» SOURCE DOCUMENT:
↓↓↓

So is it fair to say that Dolph Lundgren has made an American comeback?
“Yeah, that’s fair,” he says. “I was in Europe focusing on my kids. I wasn’t focusing on the business. You have to be in America to do well in show business, especially with the types of movies I do, preferably in Hollywood. There’s a certain energy in the States, and that’s the reason I wanted to come here as a kid when I was only 14 or 15. The last five years, I’ve slowly worked my way back into the business and into the popular culture here, and it feels good. Europe is a great place, but somehow in America if you put in the hard work, you know it’s going to pay off, whereas in other places it’s not so certain.”
Much of the hard work Lundgren refers to happens in the gym. He was very active as a child growing up in Sweden, playing ice hockey and starting karate at a young age. (He earned a third-degree black belt as an adult in 1998.) After moving to America for college on academic scholarships and eventually pursuing an acting career, he got more serious about lifting weights. He trained with Sylvester Stallone for Rocky IV and even worked out for a time in the ’80s with Lou Ferrigno at Santa Monica Body Building Center in California.

↑↑↑

» PROVIDED MATERIAL:
↓↓↓

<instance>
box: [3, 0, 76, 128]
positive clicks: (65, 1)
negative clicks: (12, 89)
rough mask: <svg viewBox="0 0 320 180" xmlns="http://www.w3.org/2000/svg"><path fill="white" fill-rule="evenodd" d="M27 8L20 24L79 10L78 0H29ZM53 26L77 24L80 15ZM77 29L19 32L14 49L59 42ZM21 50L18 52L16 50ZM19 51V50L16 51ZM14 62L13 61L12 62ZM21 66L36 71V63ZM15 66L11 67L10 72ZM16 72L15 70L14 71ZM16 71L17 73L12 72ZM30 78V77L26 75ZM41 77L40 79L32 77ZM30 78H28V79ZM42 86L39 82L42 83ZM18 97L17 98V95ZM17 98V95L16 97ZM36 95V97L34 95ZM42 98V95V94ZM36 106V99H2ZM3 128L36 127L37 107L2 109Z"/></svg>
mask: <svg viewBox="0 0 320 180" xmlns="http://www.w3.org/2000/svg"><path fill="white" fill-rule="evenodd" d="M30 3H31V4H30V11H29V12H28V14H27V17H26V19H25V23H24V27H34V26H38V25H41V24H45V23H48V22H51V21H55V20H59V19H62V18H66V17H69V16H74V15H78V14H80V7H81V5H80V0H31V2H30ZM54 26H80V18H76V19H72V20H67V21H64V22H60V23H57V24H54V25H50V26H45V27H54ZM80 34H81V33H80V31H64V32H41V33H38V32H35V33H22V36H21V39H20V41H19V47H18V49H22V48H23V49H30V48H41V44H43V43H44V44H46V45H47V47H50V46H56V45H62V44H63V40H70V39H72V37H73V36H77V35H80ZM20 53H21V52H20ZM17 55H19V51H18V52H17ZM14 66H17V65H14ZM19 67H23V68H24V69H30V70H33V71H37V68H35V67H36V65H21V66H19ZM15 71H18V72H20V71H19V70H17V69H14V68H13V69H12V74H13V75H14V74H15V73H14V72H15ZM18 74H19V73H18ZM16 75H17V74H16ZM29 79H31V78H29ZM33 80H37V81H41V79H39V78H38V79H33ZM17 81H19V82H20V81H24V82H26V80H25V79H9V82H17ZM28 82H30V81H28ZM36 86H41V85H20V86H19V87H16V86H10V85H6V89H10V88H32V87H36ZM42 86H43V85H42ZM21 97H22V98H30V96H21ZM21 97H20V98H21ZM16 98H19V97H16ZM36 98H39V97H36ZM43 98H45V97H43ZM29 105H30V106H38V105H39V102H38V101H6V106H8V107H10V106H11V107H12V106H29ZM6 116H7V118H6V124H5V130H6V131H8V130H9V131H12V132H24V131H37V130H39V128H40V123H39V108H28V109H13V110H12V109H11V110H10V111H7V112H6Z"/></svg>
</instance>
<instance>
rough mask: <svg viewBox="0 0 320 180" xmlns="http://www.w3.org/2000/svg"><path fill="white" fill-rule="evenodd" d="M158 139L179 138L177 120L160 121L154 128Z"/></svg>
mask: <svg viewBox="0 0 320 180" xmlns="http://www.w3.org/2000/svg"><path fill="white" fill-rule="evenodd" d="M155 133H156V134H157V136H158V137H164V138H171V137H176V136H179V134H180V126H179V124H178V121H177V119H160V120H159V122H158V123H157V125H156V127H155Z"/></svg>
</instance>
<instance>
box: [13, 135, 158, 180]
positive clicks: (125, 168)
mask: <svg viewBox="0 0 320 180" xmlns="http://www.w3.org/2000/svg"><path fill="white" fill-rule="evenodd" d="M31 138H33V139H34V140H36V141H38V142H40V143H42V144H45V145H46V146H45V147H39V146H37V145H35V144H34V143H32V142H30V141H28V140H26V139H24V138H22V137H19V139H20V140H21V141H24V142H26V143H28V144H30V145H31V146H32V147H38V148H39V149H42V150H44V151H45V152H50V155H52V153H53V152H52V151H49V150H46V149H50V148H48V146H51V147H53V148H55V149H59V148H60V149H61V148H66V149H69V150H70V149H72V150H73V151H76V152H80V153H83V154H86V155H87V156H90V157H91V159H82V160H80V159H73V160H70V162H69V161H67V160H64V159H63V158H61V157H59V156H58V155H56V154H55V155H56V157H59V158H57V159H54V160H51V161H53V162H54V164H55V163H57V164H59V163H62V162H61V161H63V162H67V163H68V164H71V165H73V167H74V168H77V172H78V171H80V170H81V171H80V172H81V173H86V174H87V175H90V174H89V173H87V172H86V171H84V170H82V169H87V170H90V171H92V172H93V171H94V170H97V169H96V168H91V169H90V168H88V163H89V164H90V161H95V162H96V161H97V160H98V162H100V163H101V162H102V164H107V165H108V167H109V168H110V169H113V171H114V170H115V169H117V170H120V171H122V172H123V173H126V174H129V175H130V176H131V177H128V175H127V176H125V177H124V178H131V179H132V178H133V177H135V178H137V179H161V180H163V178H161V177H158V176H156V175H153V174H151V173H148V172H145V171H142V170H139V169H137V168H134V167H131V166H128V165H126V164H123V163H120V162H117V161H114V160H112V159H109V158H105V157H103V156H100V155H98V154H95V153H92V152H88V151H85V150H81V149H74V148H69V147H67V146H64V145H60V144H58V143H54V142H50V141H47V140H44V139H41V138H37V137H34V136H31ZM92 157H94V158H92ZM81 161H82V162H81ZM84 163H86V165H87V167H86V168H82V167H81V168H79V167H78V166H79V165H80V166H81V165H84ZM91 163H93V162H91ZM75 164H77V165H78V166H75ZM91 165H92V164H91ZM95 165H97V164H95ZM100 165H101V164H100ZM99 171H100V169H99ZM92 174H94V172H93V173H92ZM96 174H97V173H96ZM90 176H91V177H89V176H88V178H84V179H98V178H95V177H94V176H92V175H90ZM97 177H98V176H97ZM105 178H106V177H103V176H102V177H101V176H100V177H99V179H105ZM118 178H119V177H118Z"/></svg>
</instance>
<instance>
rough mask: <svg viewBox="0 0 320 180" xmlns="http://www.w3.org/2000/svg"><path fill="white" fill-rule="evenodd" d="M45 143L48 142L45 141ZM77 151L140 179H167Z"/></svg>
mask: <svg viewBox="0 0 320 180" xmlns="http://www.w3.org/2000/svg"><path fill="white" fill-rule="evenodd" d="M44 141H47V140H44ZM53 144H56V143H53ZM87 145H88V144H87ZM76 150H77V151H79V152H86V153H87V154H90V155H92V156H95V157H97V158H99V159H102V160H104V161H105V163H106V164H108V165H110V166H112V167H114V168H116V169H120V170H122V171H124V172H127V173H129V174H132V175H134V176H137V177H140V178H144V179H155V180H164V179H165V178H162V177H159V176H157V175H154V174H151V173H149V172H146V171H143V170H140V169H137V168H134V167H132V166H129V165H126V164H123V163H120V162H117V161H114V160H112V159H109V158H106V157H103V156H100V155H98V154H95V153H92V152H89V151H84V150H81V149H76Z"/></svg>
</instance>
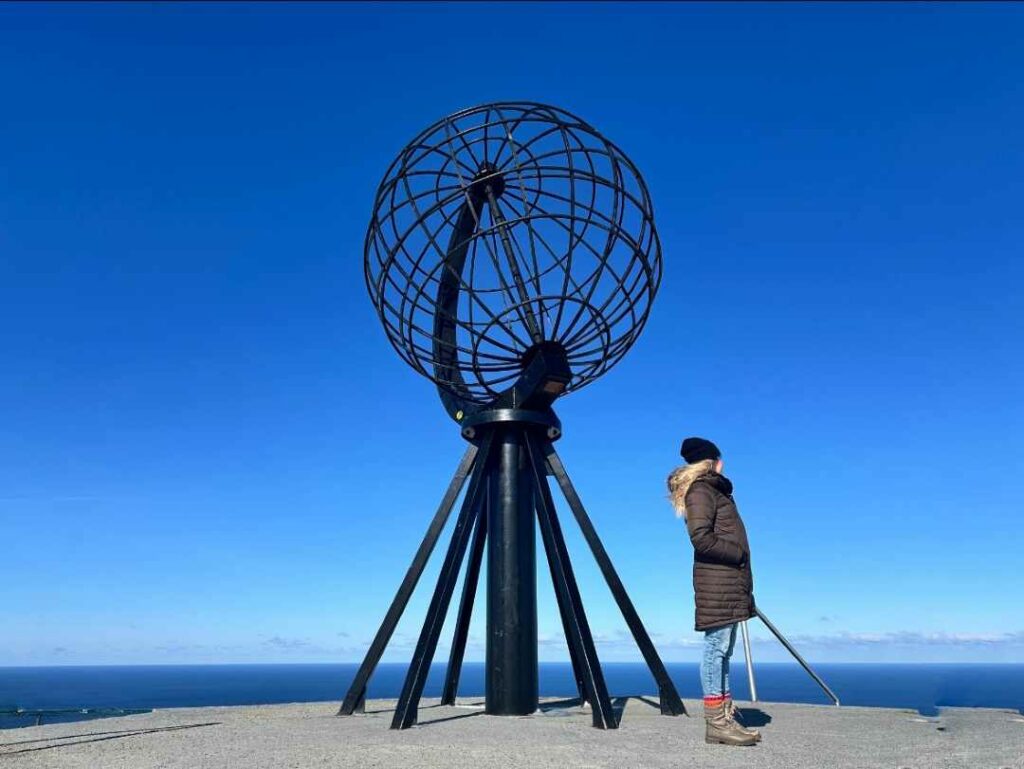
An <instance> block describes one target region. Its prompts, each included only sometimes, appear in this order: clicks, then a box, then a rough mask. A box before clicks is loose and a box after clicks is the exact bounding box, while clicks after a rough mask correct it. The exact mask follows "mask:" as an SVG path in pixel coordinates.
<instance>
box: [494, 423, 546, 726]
mask: <svg viewBox="0 0 1024 769" xmlns="http://www.w3.org/2000/svg"><path fill="white" fill-rule="evenodd" d="M495 429H496V430H498V431H499V432H498V434H497V435H496V439H497V441H498V446H497V453H498V457H497V459H498V461H497V462H496V463H495V465H494V470H493V471H492V477H490V483H489V494H490V501H489V505H488V511H487V664H486V709H485V710H486V712H487V713H489V714H492V715H497V716H522V715H525V714H528V713H534V712H535V711H536V710H537V704H538V698H537V697H538V683H537V535H536V525H535V522H534V521H535V511H534V484H532V480H531V478H530V473H529V471H528V470H527V468H528V462H527V458H526V456H525V452H526V447H525V445H524V444H523V435H522V431H521V430H514V429H513V430H507V429H505V428H503V427H497V426H496V427H495Z"/></svg>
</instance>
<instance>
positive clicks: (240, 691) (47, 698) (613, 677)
mask: <svg viewBox="0 0 1024 769" xmlns="http://www.w3.org/2000/svg"><path fill="white" fill-rule="evenodd" d="M666 667H667V668H668V670H669V675H670V676H671V677H672V680H673V681H675V683H676V686H677V688H678V689H679V693H680V695H681V696H683V697H684V698H698V697H699V696H700V686H699V677H698V672H697V665H696V664H695V663H677V664H668V665H667V666H666ZM356 669H357V666H356V665H354V664H351V665H349V664H337V665H328V664H325V665H161V666H101V667H85V666H82V667H73V666H63V667H46V668H42V667H40V668H0V728H11V727H19V726H28V725H31V724H33V723H35V718H36V717H35V716H26V715H22V716H18V715H11V712H12V711H16V710H17V709H23V710H74V709H157V708H196V707H203V706H230V704H270V703H275V702H317V701H331V700H333V701H338V702H340V700H341V699H342V698H344V695H345V691H346V689H347V688H348V685H349V683H350V682H351V681H352V678H353V677H354V675H355V671H356ZM407 670H408V666H407V665H404V664H382V665H380V666H379V667H378V668H377V671H376V672H375V674H374V677H373V678H372V679H371V682H370V687H369V693H368V696H369V697H370V698H374V697H392V698H393V697H397V696H398V694H399V692H400V690H401V684H402V679H403V677H404V675H406V672H407ZM602 670H603V671H604V677H605V681H606V682H607V685H608V691H609V692H610V693H611V694H612V695H613V696H624V695H644V694H647V695H650V694H654V693H656V691H657V688H656V687H655V685H654V680H653V678H652V677H651V675H650V673H649V671H648V670H647V668H646V667H645V666H644V665H643V664H642V663H604V664H603V665H602ZM814 670H815V672H816V673H817V674H818V675H819V676H820V677H821V678H822V679H823V680H824V681H825V683H827V684H828V686H829V688H831V689H833V691H835V692H836V694H837V696H838V697H839V698H840V701H841V702H842V703H843V704H854V706H867V707H878V708H906V709H913V710H916V711H919V712H920V713H921V714H923V715H925V716H934V715H936V714H937V713H938V709H939V708H943V707H958V708H1001V709H1010V710H1014V711H1019V712H1021V713H1022V714H1024V665H1014V664H991V665H990V664H948V665H946V664H915V665H900V664H868V663H850V664H820V665H815V666H814ZM483 673H484V671H483V664H482V663H466V664H465V665H464V667H463V673H462V678H461V681H460V688H459V695H460V696H482V694H483V686H484V679H483ZM730 677H731V688H732V691H733V696H734V697H735V698H736V699H737V700H749V699H750V688H749V686H748V681H746V669H745V666H744V665H743V663H742V660H741V659H740V660H736V659H734V660H733V663H732V670H731V673H730ZM443 679H444V666H443V665H435V666H433V667H432V668H431V670H430V674H429V677H428V679H427V684H426V687H425V689H424V692H423V695H424V696H425V697H436V696H440V690H441V685H442V683H443ZM755 684H756V686H757V690H758V696H759V699H760V700H764V701H774V702H808V703H817V704H830V703H831V701H830V700H829V699H828V697H827V696H826V695H825V694H824V692H823V691H822V690H821V689H820V688H819V687H818V685H817V684H816V683H815V682H814V681H813V679H811V678H810V677H809V676H808V675H807V673H806V672H805V671H804V670H803V669H802V668H801V667H800V666H799V665H797V664H795V663H794V664H790V663H760V664H758V665H757V666H756V668H755ZM540 689H541V694H542V695H551V696H574V695H575V687H574V683H573V679H572V670H571V668H570V666H569V665H568V663H542V664H541V666H540ZM88 717H89V716H87V715H81V714H74V713H70V714H69V713H63V714H54V715H47V716H46V717H45V721H44V723H54V722H66V721H74V720H82V719H84V718H88Z"/></svg>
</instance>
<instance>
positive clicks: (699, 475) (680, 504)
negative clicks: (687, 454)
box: [666, 460, 716, 518]
mask: <svg viewBox="0 0 1024 769" xmlns="http://www.w3.org/2000/svg"><path fill="white" fill-rule="evenodd" d="M715 463H716V460H700V462H694V463H693V464H692V465H682V466H681V467H677V468H676V469H675V470H673V471H672V472H671V473H669V477H668V479H667V480H666V483H667V484H668V486H669V502H671V503H672V507H673V509H674V510H675V511H676V517H677V518H685V517H686V493H687V492H688V490H690V484H691V483H693V481H695V480H696V479H697V478H699V477H700V476H701V475H707V474H708V473H710V472H713V471H714V470H715Z"/></svg>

↑↑↑

» WHAT THIS TASK INVOLVES: Echo the passage of the Dolph Lundgren interview from "Much of the" to "Center in California.", word for word.

» TASK SOLUTION:
Much of the hard work Lundgren refers to happens in the gym. He was very active as a child growing up in Sweden, playing ice hockey and starting karate at a young age. (He earned a third-degree black belt as an adult in 1998.) After moving to America for college on academic scholarships and eventually pursuing an acting career, he got more serious about lifting weights. He trained with Sylvester Stallone for Rocky IV and even worked out for a time in the ’80s with Lou Ferrigno at Santa Monica Body Building Center in California.